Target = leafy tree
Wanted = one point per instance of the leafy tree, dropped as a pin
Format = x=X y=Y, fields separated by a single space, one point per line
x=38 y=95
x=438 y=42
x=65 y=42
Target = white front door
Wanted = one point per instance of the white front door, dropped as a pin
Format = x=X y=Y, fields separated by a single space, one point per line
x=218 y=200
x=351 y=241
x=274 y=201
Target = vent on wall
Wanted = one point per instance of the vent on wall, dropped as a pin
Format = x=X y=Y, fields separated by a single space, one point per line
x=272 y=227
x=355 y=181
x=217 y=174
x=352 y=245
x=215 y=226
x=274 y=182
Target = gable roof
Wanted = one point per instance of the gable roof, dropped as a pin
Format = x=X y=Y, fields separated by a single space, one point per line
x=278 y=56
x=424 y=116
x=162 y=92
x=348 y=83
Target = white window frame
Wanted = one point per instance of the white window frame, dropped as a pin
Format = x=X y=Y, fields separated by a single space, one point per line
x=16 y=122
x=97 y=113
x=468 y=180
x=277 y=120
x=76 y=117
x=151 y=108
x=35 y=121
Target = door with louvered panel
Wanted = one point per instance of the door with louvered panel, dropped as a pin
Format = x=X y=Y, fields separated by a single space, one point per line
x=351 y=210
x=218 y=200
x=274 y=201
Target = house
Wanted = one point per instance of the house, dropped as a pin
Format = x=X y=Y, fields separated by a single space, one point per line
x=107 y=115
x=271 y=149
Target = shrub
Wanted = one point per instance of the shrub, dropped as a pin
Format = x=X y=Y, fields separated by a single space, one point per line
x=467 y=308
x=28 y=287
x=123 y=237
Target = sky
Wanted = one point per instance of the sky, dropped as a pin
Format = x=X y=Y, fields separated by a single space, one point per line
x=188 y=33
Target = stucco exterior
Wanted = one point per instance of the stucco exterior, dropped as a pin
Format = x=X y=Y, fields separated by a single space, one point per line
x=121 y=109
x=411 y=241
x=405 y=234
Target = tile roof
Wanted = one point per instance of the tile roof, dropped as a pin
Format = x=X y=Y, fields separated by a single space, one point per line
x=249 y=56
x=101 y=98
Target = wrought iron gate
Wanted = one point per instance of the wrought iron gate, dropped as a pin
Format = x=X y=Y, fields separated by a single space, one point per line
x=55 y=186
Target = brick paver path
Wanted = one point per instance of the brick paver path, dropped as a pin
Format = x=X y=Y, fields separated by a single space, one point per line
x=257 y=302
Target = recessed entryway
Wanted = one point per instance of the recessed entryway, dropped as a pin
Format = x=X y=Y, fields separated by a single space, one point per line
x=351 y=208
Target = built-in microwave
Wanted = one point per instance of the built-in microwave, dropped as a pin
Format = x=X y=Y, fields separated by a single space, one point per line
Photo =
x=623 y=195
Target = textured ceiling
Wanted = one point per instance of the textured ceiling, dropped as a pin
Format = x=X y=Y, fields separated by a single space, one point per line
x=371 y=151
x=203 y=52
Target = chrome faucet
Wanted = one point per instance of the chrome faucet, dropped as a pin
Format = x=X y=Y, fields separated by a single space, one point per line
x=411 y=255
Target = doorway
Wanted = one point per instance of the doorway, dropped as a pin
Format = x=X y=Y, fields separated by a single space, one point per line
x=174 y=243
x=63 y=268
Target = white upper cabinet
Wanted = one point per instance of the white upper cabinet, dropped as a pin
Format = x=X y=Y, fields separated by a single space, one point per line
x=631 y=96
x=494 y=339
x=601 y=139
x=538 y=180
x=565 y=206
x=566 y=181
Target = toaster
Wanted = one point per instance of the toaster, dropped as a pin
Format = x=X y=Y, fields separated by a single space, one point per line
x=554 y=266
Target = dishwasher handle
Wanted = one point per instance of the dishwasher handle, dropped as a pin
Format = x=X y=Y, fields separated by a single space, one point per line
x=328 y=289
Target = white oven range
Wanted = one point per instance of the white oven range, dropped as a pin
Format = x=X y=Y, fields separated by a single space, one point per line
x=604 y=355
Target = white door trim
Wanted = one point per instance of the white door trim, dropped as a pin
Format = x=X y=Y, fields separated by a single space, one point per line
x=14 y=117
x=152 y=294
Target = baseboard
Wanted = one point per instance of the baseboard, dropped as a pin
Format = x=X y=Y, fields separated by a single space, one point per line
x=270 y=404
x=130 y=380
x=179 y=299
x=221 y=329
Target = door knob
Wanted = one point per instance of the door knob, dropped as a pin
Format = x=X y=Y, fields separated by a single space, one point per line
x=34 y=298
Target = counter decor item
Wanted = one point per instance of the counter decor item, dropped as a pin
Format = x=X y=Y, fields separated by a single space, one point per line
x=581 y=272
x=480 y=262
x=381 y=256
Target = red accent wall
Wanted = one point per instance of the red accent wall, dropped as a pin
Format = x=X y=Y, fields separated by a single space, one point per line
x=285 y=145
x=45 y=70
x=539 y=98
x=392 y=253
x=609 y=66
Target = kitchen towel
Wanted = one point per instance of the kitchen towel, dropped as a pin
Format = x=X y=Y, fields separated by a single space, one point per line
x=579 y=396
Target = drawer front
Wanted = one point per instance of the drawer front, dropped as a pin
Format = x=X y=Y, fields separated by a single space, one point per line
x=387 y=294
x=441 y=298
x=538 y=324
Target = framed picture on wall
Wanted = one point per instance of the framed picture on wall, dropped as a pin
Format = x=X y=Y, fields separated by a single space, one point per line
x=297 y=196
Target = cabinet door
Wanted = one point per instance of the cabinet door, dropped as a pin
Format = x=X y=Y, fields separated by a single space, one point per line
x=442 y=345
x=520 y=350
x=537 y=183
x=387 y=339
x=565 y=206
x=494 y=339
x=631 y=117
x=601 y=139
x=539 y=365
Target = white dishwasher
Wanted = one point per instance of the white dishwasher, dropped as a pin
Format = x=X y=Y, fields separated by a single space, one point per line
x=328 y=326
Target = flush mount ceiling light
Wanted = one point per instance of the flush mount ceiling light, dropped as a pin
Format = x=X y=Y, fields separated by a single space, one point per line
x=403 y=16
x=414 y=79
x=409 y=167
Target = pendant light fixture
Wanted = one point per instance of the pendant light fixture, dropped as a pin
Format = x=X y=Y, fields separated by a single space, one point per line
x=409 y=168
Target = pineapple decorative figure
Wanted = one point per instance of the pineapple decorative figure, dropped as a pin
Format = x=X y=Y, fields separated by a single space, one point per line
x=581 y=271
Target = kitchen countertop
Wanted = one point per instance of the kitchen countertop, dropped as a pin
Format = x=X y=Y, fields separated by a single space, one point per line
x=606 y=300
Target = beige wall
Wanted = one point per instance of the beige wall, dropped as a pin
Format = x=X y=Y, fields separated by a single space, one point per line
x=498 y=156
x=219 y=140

....

Reproduce the stretch of lines from the one containing "Target = kitchen countertop" through the last line, with "single space" changed to "single tab" and nothing else altered.

Target = kitchen countertop
Wanted = one point per instance of the kitchen countertop, dropped as a pin
Format = x=X y=Y, fields separated by a single tab, one point per line
x=606 y=300
Target = beige wall
Wanted = one point per instance of the beige wall, dropped as a pin
Format = x=X y=Y, fields separated by a single tab, one point per line
x=498 y=156
x=219 y=140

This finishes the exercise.